Exercise task:
Please count the lines in the records below that contain the word "metal" and reply with that number alone.

Entries provided:
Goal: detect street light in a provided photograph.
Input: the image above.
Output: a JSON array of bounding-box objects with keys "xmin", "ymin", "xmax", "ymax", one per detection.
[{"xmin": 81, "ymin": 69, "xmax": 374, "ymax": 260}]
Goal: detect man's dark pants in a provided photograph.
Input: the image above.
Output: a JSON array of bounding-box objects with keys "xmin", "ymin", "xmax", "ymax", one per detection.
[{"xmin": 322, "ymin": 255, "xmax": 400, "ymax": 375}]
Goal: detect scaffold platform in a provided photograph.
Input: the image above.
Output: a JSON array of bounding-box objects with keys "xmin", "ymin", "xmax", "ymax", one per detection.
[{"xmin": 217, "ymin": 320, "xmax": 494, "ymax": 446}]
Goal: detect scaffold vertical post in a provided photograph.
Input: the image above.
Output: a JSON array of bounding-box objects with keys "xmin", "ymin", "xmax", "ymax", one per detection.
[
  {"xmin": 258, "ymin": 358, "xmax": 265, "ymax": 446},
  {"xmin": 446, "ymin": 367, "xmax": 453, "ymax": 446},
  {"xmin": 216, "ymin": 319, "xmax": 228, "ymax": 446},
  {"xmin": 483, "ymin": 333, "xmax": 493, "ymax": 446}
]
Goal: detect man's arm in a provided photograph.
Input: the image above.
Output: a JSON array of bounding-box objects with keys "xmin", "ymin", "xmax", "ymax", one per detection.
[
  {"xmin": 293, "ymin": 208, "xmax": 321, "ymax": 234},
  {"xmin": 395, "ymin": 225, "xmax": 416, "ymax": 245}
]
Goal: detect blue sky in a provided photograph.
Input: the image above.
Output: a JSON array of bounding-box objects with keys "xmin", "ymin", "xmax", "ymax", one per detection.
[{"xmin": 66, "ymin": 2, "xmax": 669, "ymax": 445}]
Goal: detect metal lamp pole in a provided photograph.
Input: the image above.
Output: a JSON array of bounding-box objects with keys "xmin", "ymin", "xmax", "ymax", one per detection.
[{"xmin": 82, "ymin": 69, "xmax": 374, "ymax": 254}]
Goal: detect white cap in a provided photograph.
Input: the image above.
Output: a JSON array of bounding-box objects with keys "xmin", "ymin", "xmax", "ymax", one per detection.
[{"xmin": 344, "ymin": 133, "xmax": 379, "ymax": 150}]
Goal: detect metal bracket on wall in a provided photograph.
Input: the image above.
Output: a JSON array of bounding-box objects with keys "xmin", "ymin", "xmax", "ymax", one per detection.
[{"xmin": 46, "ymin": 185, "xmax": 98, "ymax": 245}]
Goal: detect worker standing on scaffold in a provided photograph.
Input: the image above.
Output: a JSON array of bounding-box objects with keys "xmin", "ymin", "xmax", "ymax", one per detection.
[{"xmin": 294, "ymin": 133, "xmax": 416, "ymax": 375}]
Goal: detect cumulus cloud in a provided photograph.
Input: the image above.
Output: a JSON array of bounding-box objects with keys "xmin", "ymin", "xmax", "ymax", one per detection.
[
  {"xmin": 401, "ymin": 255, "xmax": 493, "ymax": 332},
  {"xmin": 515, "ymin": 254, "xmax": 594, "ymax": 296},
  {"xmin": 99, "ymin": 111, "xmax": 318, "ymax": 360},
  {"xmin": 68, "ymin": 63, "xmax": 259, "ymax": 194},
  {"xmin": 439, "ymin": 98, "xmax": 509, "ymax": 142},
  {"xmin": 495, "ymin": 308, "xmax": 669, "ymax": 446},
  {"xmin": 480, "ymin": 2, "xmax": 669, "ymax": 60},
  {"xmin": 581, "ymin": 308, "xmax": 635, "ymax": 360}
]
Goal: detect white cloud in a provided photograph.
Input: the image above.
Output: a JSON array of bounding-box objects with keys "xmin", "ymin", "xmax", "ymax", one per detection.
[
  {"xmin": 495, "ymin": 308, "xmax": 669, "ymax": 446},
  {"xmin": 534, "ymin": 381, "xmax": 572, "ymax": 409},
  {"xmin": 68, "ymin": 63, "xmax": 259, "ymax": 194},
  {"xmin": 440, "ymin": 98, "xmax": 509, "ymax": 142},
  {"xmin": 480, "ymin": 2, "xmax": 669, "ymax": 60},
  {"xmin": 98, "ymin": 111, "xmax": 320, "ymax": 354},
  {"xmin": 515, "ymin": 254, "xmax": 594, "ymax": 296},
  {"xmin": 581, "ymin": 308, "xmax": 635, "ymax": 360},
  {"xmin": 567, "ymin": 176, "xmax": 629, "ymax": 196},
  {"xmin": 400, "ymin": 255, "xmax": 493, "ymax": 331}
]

Task answer:
2